» Tasks for this exercise:
1. Decide whether each statement agrees with the passage on the 1961 Belgrade summit conference. Answer yes or no for each and quote the words from the passage that decide it.
(a) The conference took place in Belgrade in early September 1961.
(b) It was the second conference of the Non-Aligned Movement.
(c) Decolonization in a number of Asian countries was a major contributing factor to organizing the conference.
2. According to the passage on the 1961 Belgrade summit conference, what did some people call the conference?

» Exercise passage:
1961 Belgrade summit conference

Summit Conference of Heads of State or Government of the Non-Aligned Movement (Конференција шефова држава или влада несврстаних земаља, Конференција на шефови на држави или влади на неврзани земји, Konferenca voditeljev držav ali vlad neuvrščenih držav) on 1–6 September 1961 in Belgrade, Yugoslavia was the first conference of the Non-Aligned Movement. A major contributing factor to the organization of the conference was the process of decolonization in a number of African countries in the 1960s. Some therefore called it the "Third World's Yalta" in reference to 1945 Yalta Conference.

» Given records:
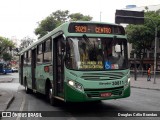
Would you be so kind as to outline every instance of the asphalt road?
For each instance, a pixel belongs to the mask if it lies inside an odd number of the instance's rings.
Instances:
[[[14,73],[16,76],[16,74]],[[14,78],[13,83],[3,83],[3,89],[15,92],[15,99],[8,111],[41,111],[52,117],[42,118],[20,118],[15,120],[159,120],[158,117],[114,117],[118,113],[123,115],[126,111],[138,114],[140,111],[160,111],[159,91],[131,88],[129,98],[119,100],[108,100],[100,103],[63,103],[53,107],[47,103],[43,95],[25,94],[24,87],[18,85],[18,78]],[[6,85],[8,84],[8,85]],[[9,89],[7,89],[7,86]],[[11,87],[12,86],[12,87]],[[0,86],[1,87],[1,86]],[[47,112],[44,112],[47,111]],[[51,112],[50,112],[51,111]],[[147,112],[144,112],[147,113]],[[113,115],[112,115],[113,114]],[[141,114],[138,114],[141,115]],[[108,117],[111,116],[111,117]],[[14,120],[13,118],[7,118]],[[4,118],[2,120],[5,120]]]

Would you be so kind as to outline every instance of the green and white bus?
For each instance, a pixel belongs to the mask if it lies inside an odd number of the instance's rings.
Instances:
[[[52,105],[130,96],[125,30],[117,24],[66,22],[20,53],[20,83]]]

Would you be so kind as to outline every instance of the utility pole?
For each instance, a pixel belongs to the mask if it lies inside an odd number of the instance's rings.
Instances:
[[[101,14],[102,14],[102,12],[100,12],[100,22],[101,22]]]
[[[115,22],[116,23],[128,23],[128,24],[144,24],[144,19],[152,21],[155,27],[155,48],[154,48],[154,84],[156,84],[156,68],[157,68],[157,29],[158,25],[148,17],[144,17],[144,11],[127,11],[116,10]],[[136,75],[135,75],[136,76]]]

==

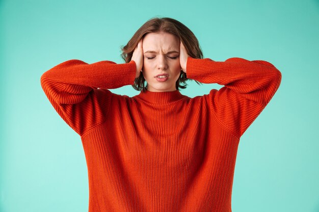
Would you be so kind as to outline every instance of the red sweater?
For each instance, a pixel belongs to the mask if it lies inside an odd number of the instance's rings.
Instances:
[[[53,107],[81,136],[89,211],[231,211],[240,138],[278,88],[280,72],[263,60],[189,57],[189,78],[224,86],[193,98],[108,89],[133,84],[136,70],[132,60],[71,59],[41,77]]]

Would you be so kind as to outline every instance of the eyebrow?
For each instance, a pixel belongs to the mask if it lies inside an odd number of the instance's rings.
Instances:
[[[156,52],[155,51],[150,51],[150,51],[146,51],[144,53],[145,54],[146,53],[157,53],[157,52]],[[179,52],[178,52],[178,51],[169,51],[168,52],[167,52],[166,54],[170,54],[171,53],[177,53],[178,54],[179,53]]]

* * *

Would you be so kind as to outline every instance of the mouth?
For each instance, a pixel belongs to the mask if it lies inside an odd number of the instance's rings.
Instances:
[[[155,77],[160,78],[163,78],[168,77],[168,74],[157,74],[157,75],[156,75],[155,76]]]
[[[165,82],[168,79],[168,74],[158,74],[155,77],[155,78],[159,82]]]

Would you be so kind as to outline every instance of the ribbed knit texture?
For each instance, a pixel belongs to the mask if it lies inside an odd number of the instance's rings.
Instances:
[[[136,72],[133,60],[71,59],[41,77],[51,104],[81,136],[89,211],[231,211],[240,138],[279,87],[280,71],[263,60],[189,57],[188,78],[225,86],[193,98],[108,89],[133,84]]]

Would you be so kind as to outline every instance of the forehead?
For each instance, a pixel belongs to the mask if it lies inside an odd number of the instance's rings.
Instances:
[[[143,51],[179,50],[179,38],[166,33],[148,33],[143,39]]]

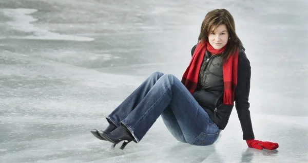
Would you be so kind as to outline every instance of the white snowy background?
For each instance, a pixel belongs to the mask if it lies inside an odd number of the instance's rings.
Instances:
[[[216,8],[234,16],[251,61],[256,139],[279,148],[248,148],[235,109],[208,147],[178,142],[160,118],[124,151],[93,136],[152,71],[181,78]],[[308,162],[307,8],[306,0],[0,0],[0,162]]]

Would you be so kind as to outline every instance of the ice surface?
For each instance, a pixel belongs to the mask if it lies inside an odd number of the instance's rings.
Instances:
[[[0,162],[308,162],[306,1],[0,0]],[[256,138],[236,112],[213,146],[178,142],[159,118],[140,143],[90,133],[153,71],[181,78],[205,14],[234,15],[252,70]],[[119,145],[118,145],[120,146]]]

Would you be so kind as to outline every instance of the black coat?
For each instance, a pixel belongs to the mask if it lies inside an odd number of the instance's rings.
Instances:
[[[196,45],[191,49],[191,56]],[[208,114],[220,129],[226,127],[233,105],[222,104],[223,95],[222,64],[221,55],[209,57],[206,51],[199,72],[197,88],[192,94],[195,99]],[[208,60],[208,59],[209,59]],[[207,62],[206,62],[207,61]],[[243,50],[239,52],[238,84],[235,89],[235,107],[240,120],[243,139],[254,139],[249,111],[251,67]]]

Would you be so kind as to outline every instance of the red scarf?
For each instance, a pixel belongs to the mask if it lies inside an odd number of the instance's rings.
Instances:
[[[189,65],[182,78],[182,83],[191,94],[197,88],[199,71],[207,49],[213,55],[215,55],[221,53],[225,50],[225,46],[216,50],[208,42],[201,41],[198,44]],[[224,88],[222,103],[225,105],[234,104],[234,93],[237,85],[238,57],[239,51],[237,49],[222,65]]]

» Results for each task:
1.
(a) Yes: "on 1–6 September 1961 in Belgrade, Yugoslavia"
(b) No: "was the first conference of the Non-Aligned Movement"
(c) No: "the process of decolonization in a number of African countries in the 1960s"

2. They called it the "Third World's Yalta," in reference to the 1945 Yalta Conference.